# Passage shown
Rediscovering the God of Jesus
Many people say that Jesus is God. But what does Jesus say?
Most Christians have been taught that Jesus is both “fully God and fully man”; that he is God Almighty clothed in human flesh. Also, it is said that in addition to Jesus, two other individuals are also fully God: the Father, and another person called the Holy Spirit. All three of these persons, it is claimed, are co-equal; no one is greater than the other. Yet while all three are divine, they are somehow not three deities. Rather, they are said to mysteriously share the same single essence; an inexplicable “three-in-one” being.
Theologians both ancient and modern have claimed that this mysterious “Doctrine of the Trinity” is the core of the Christian faith. While churches today actually disagree on many details of this doctrine, and most admit that it is ultimately impossible to understand, it is often claimed to be necessary for salvation.
But what if Jesus himself never taught these things? What if the Bible actually teaches something completely different?
Could it be possible that the real message of the New Testament has been radically misinterpreted, and those misinterpretations have simply been passed onto the next generation? What if the claims of Jesus have been so badly misunderstood, and Church tradition so heavily influenced by ancient, pagan philosophers, that the original faith of Jesus and his disciples has gone unrecognized by many believers today? What if the “the Doctrine of the Trinity” isn’t actually Biblical after all?

# Required actions
**1.** In one to three sentences, explain why, according to the passage on the God of Jesus, the Father, Jesus, and the Holy Spirit are said not to be three deities even though all three are divine.
**2.** Carry on the passage about the God of Jesus, beginning after its final question.

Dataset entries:
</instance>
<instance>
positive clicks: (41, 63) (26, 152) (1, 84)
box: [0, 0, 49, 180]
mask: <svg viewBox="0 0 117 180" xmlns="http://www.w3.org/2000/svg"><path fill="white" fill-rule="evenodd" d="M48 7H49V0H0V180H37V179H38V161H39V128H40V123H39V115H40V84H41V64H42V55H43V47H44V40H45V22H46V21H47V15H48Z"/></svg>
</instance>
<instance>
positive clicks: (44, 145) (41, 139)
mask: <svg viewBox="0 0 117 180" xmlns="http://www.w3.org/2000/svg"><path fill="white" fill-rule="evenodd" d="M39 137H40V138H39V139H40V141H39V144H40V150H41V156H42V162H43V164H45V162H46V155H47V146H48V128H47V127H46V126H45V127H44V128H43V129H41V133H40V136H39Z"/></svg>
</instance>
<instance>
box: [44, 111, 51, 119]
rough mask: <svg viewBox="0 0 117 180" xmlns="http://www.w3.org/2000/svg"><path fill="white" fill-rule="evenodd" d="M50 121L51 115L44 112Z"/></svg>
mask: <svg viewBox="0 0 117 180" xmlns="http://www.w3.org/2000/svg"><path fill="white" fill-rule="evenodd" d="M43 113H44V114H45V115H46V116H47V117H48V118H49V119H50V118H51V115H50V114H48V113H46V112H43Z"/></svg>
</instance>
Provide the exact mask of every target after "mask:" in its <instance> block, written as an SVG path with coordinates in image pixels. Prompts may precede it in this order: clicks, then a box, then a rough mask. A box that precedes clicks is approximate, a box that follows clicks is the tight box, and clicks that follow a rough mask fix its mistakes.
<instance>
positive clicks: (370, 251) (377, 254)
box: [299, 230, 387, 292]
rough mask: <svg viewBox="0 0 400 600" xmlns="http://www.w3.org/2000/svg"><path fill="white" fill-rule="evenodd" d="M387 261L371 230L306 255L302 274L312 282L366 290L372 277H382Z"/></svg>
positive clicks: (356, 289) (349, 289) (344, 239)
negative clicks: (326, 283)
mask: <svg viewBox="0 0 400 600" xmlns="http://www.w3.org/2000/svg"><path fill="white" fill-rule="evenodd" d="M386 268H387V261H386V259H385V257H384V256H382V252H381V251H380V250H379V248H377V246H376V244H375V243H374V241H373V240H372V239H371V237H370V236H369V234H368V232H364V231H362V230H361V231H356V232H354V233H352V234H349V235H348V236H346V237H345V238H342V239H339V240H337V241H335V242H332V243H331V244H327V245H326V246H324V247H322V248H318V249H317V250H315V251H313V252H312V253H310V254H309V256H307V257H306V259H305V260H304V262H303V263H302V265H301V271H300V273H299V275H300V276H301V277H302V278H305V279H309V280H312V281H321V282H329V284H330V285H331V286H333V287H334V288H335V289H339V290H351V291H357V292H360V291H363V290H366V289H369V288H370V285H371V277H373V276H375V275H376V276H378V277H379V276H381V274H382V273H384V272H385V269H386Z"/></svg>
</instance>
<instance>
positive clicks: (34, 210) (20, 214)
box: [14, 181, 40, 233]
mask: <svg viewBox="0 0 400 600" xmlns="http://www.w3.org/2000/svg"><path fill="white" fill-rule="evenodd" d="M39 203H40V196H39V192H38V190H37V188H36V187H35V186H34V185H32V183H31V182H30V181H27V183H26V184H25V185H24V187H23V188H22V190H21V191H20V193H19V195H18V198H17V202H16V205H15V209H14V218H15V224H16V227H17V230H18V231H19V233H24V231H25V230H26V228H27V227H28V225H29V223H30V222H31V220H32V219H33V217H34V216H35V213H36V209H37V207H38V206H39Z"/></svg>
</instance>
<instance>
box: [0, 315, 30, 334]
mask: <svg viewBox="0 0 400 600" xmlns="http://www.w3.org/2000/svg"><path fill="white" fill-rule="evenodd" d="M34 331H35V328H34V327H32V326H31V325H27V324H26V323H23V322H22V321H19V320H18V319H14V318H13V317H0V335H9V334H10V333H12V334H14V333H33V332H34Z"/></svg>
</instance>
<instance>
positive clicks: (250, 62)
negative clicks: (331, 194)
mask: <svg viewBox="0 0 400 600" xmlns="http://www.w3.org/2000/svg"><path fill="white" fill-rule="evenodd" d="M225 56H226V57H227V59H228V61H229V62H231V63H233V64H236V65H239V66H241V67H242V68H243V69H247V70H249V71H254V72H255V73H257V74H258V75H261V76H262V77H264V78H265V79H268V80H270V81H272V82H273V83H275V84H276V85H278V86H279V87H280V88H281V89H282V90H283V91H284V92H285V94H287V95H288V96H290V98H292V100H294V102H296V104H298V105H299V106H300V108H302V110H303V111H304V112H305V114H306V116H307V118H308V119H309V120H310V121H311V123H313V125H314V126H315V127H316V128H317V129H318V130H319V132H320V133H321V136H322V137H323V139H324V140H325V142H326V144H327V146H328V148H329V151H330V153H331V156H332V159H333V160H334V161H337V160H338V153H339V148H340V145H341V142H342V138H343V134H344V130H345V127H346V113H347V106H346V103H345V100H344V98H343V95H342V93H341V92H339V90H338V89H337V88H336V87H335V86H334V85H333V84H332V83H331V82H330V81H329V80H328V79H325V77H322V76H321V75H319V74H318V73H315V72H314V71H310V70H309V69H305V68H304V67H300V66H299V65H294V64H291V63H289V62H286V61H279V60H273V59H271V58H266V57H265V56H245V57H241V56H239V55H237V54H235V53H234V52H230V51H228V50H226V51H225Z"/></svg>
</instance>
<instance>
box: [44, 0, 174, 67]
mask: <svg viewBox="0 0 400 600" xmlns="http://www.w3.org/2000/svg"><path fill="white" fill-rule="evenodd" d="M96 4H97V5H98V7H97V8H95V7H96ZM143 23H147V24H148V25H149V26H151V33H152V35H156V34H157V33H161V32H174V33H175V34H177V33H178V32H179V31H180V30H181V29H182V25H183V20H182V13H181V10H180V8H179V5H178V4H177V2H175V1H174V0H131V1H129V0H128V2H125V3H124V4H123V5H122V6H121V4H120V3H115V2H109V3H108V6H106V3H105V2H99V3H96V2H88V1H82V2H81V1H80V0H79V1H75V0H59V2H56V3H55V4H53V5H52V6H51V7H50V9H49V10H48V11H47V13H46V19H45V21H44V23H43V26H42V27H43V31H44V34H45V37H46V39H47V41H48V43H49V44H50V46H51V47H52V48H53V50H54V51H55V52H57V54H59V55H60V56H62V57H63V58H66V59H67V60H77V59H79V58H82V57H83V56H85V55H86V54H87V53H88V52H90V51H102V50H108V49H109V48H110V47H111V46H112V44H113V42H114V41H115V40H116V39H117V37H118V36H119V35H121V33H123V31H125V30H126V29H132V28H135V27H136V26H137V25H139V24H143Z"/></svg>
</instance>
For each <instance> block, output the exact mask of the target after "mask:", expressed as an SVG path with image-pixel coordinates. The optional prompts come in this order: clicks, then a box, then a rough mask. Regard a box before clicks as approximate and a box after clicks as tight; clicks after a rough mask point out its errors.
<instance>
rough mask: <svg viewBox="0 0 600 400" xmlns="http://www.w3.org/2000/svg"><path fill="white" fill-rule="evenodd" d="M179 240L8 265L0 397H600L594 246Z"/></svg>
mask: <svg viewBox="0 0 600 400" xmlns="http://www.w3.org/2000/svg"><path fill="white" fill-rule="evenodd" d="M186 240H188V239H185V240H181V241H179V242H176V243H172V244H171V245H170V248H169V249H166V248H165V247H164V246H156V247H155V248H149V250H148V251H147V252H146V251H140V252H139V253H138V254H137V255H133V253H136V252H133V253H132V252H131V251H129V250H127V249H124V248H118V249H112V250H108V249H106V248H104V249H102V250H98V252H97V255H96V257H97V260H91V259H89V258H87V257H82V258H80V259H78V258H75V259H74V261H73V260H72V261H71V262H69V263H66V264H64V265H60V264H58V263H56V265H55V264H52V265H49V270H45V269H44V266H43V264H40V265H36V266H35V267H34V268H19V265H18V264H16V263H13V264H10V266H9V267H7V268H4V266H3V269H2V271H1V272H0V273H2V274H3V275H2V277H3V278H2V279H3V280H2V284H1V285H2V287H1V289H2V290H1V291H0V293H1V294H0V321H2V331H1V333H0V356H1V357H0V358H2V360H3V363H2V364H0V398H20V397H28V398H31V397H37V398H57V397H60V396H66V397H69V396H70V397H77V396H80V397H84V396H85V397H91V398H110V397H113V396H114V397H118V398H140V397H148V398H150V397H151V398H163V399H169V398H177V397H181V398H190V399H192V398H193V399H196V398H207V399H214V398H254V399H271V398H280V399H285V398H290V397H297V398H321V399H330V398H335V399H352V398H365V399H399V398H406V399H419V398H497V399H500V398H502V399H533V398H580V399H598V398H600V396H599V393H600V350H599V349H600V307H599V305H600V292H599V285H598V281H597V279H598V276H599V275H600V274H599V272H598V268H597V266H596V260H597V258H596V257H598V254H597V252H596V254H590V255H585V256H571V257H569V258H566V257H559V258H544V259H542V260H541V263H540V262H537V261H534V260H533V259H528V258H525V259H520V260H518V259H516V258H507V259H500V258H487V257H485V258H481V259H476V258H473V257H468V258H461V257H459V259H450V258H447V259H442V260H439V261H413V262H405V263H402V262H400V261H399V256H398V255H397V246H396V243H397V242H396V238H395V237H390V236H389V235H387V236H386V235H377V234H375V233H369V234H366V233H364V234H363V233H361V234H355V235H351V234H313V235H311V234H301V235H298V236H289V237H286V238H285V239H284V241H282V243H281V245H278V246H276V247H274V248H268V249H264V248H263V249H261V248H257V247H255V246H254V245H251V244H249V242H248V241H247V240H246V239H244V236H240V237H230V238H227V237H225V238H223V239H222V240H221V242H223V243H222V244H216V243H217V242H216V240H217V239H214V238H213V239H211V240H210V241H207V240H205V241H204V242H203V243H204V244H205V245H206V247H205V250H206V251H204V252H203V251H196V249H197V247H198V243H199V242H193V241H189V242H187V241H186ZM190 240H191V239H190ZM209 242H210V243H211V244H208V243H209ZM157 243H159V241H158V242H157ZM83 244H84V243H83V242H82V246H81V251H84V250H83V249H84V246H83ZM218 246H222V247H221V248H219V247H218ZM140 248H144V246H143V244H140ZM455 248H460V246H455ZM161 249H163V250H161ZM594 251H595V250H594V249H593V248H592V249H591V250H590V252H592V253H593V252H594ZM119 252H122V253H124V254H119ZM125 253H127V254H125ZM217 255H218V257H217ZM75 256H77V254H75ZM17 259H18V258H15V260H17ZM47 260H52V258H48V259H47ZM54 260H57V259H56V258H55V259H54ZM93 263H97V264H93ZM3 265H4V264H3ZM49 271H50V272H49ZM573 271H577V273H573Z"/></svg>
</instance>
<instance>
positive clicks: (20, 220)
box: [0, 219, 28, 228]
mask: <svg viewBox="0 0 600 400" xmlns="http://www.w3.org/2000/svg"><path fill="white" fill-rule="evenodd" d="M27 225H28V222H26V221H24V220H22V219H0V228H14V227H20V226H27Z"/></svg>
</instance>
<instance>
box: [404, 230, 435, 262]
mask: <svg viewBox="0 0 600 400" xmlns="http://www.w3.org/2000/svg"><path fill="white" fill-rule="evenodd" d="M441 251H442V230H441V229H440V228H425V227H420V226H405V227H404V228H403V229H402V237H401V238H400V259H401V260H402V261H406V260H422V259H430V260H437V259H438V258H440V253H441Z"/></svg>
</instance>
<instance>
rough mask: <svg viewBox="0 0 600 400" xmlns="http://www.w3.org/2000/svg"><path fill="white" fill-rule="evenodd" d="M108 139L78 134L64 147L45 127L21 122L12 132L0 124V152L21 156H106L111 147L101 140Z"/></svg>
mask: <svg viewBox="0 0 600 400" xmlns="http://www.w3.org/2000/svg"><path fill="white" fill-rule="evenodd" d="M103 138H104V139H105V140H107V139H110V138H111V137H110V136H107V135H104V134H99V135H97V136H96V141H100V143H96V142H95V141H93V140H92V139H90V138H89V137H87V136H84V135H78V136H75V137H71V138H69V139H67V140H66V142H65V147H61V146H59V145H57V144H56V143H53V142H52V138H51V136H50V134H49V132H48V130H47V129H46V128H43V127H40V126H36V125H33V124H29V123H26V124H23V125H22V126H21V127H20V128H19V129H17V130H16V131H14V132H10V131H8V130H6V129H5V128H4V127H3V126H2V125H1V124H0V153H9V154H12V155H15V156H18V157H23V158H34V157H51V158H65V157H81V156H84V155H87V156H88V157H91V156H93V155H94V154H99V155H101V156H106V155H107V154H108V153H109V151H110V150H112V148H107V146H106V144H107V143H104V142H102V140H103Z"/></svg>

# Responses to the exercise
**1.** They are said not to be three deities because they are held to mysteriously share the same single essence. In this view, they form an inexplicable "three-in-one" being rather than three separate gods.

**2.**
Would you want to know?
Countless Christian scholars have long recognized that the Trinity doctrine is not in the Bible. Surprisingly, most of these scholars are actually Trinitarians! (Click here to see what the most respected Trinitarian scholars admit about the doctrine.) While a handful of passages have been used to “prove” the Trinity from the Scriptures, it has been admitted by theologians that none of these examples clearly teach the doctrine, but are only suggestions, hints, or inferences which have been pieced together to support a thesis. Of course, we think it’s pretty obvious that people can make the Bible say just about anything if they try hard enough. But we believe the Bible is actually very clear on a number of important points, specifically, on who the one true God is. After all, wouldn’t you think such a basic truth would need to be clearly communicated in the Bible? How could something like that only be suggested or hinted at as tradition says?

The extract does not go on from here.